### Recorded information
'''
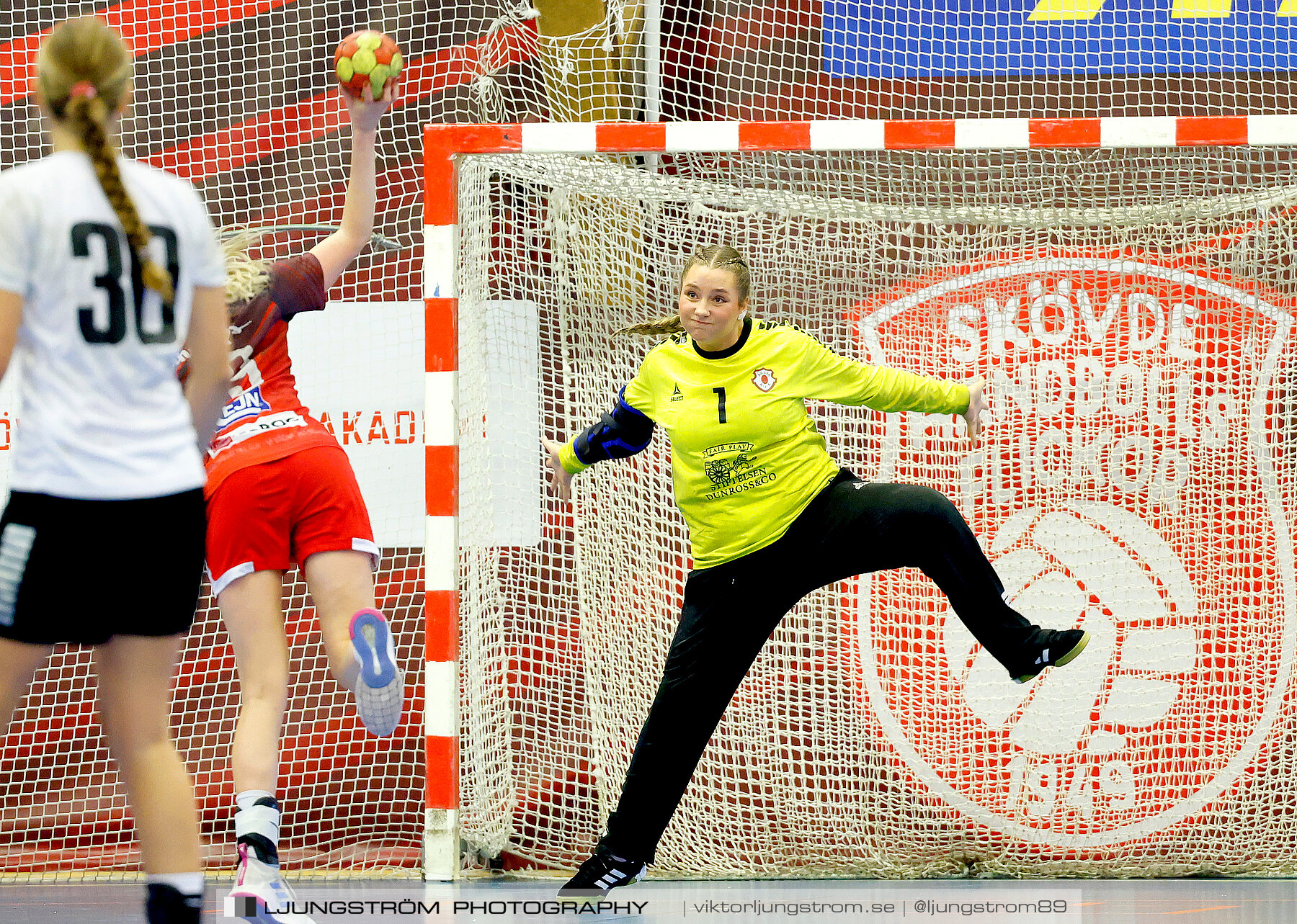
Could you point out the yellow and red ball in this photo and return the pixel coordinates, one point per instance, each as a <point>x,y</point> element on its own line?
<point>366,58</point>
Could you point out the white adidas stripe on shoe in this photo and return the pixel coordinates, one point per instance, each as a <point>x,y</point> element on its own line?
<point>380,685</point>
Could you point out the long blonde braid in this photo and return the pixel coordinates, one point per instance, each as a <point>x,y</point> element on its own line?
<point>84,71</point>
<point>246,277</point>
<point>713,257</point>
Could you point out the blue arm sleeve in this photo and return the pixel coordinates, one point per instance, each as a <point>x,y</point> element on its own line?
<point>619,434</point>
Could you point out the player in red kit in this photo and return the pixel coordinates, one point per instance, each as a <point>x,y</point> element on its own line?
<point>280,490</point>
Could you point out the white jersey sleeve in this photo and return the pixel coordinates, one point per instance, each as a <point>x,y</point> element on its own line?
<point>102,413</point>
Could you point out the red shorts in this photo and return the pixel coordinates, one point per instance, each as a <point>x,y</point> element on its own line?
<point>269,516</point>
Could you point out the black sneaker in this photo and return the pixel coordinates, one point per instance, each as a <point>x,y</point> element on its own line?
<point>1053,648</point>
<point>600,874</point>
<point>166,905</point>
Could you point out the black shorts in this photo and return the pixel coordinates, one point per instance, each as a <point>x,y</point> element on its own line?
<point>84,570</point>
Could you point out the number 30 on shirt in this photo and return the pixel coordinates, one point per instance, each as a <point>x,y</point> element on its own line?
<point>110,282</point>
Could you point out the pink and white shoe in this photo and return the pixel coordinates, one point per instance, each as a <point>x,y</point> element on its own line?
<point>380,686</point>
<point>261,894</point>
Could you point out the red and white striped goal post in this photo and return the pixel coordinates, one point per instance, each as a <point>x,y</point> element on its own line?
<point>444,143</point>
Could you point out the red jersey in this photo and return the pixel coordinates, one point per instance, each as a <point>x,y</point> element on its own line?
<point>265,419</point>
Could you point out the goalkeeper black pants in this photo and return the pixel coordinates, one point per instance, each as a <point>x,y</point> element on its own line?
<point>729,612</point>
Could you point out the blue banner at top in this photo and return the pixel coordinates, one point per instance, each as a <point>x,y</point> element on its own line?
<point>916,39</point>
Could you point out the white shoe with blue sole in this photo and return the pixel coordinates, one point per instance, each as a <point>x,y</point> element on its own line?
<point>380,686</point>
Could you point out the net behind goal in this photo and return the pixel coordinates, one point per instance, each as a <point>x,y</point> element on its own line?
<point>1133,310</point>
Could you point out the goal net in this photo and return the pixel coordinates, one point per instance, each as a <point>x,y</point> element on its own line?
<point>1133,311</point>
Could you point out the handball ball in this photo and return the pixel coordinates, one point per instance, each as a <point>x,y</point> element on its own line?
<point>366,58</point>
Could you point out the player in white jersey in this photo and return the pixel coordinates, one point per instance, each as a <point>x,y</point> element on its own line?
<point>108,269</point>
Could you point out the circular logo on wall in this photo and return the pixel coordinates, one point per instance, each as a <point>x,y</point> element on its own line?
'''
'''
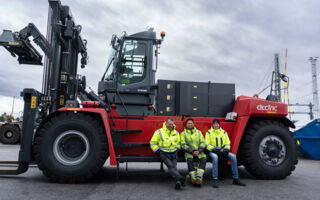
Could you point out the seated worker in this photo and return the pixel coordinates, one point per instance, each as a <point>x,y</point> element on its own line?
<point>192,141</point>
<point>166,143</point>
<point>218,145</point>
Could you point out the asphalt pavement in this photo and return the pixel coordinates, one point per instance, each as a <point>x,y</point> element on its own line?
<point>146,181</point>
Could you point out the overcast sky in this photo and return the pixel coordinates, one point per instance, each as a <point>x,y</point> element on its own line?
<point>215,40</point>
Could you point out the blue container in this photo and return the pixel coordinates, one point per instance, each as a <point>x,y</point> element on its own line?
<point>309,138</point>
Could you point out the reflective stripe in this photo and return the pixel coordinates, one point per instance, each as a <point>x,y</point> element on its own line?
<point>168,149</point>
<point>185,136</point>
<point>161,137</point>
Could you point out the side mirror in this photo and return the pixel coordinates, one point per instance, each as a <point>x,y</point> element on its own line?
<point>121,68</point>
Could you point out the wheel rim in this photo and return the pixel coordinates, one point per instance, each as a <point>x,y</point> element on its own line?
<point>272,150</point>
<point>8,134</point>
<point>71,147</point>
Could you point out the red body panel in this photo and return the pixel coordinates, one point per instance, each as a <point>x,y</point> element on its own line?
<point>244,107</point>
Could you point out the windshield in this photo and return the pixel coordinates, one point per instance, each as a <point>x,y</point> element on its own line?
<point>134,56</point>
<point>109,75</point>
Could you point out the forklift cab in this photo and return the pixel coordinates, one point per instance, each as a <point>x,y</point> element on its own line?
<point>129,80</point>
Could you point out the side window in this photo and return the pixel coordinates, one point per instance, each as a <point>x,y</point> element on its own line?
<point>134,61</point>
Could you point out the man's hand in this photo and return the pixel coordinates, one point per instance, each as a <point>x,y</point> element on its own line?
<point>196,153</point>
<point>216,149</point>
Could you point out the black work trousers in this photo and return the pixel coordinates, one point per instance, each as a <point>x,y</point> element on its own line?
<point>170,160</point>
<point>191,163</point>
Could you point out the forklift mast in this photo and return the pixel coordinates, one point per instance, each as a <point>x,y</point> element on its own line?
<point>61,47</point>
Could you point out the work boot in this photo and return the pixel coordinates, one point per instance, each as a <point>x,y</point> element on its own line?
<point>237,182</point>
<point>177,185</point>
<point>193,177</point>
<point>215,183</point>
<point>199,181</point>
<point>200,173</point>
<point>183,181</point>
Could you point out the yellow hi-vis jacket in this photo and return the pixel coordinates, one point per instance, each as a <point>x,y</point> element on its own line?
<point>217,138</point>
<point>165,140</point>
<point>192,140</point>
'''
'''
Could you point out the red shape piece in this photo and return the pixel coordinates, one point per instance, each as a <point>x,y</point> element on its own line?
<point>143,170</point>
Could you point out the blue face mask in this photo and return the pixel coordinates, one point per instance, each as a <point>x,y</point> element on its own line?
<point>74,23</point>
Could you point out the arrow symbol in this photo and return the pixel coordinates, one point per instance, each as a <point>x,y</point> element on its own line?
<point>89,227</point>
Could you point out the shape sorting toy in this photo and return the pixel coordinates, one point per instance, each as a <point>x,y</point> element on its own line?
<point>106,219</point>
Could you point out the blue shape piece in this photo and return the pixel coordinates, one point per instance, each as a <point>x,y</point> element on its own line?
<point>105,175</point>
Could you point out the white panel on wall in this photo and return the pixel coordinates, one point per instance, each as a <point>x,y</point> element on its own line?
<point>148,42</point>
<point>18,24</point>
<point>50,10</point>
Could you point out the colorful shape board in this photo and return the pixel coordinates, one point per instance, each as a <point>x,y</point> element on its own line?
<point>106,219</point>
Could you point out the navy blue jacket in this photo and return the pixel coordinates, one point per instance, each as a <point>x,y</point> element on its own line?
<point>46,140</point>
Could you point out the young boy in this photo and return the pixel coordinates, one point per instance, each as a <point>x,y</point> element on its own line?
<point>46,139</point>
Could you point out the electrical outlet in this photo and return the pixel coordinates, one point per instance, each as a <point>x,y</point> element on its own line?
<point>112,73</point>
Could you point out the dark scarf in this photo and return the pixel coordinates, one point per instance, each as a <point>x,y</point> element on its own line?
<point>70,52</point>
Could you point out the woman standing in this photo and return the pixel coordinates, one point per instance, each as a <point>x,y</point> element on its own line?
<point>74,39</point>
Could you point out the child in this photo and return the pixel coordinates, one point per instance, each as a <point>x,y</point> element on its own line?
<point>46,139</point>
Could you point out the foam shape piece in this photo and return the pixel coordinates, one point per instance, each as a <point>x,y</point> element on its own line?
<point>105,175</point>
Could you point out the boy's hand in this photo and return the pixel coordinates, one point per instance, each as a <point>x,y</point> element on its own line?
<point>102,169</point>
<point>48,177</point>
'''
### Exercise requirements
Print, without alteration, only the lines above between the one holding "Could you point out the net" and the one holding "Could you point out the circular", inclusive.

### Response for this exercise
Could you point out the net behind goal in this photo and return the pixel coordinates, one point per instance, each as a <point>x,y</point> element on its own line?
<point>1133,310</point>
Could you point out the goal net in this photo and return the pixel coordinates, one point per instance, each as a <point>x,y</point> element on its own line?
<point>1133,311</point>
Could you point out the handball ball in this photo and return the pixel coordinates, one point per instance, each as a <point>x,y</point> element on its own line?
<point>366,58</point>
Could you point out the player in white jersey in this photo and return the pixel coordinates, one point per instance, each as a <point>x,y</point> element on its own line?
<point>108,269</point>
Could you point out the circular logo on wall in this photo and return the pixel coordinates, one point per instance, each as a <point>x,y</point> element on its own line?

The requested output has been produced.